Reproduce íntegro y sin ningún cambio el fragmento sobre Nicolas que aparece a continuación.

***** FRAGMENTO

El acto de cabaret que hacen es gracioso y muy creativo, aunque un tanto
mecánico, depende más de cambios de traje que de otra cosa, pero es ideal para
cabarets internacionales porque su efectividad no depende de las palabras. A
veces presentan este acto en grandes fiestas de casamientos o de embajadas.
Toda la vida
de Nicolas gira alrededor del actuar y alrededores. Su exesposa, madre de su
hijo, es una costurera que trabaja para una casa que hace trajes para los
coristas de la ópera o los comparsas de los filmes de época. Su actual pareja
es una directora de diálogos para dibujos animados extranjeros a los que
actores locales les prestan su idioma y expresividad.
A veces a
Nicolas lo reconocen en la calle, porque ha estado en escenas claves de
películas populares.

**********
***** MATERIAL PROPORCIONADO

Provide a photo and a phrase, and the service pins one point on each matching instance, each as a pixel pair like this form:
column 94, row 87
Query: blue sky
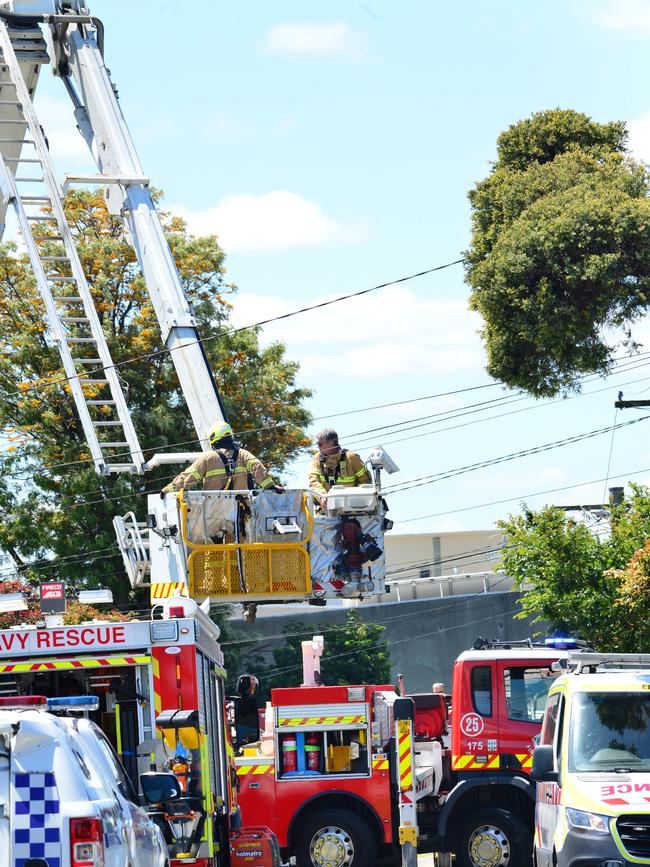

**********

**EJERCICIO RESUELTO:**
El acto de cabaret que hacen es gracioso y muy creativo, aunque un tanto
mecánico, depende más de cambios de traje que de otra cosa, pero es ideal para
cabarets internacionales porque su efectividad no depende de las palabras. A
veces presentan este acto en grandes fiestas de casamientos o de embajadas.
Toda la vida
de Nicolas gira alrededor del actuar y alrededores. Su exesposa, madre de su
hijo, es una costurera que trabaja para una casa que hace trajes para los
coristas de la ópera o los comparsas de los filmes de época. Su actual pareja
es una directora de diálogos para dibujos animados extranjeros a los que
actores locales les prestan su idioma y expresividad.
A veces a
Nicolas lo reconocen en la calle, porque ha estado en escenas claves de
películas populares.